Document segment ::
▽

Andrew Hudson   ||   Sep 24, 2014  ||   , ,

The 8:30 am class might have been a mistake. But to keep from falling asleep in art history John Q. Student simply pulls out his smart phone, opens an app, places an order for the espresso with an extra shot, along with a bagel and cream cheese, and picks it up on his way to class with time to spare.

For more than 60 campuses across the U.S., this scenario is a reality thanks to Tapingo Inc., a provider of online and mobile food service solutions.

Instead of waiting in line for food, a student can open the app on their smart phone – iOS or Android – choose where they want to eat on campus and place an order. The app will then give them a ticket number and let them know how long it will be before the order is ready.

Tapingo enables campuses to outsource mobile and online food ordering on campus. Students can use the university’s declining balance accounts, payment cards or PayPal to make purchases with their mobile app or through a web site, says Ben Anderson, director of campus sales at Tapingo.

△

The request :: Restate the paragraph of the campus food-ordering article that begins "Instead of waiting in line" as a short bulleted list, keeping its main facts.

Material provided ::
▽

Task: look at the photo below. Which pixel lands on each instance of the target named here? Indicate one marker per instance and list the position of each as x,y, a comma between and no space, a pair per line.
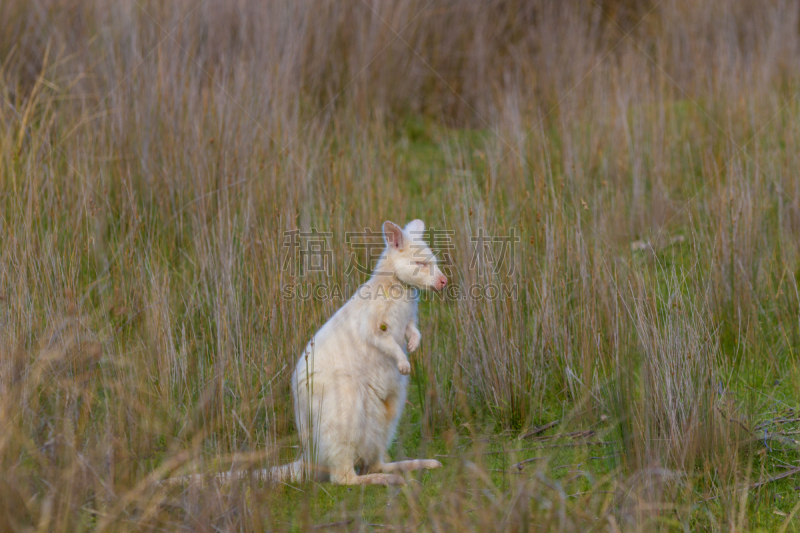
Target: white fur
349,386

△

Exercise solution ::
- Students skip waiting in line for food.
- They open the app on an iOS or Android smart phone.
- They pick a place to eat on campus and place an order.
- The app gives them a ticket number and tells them how long until the order is ready.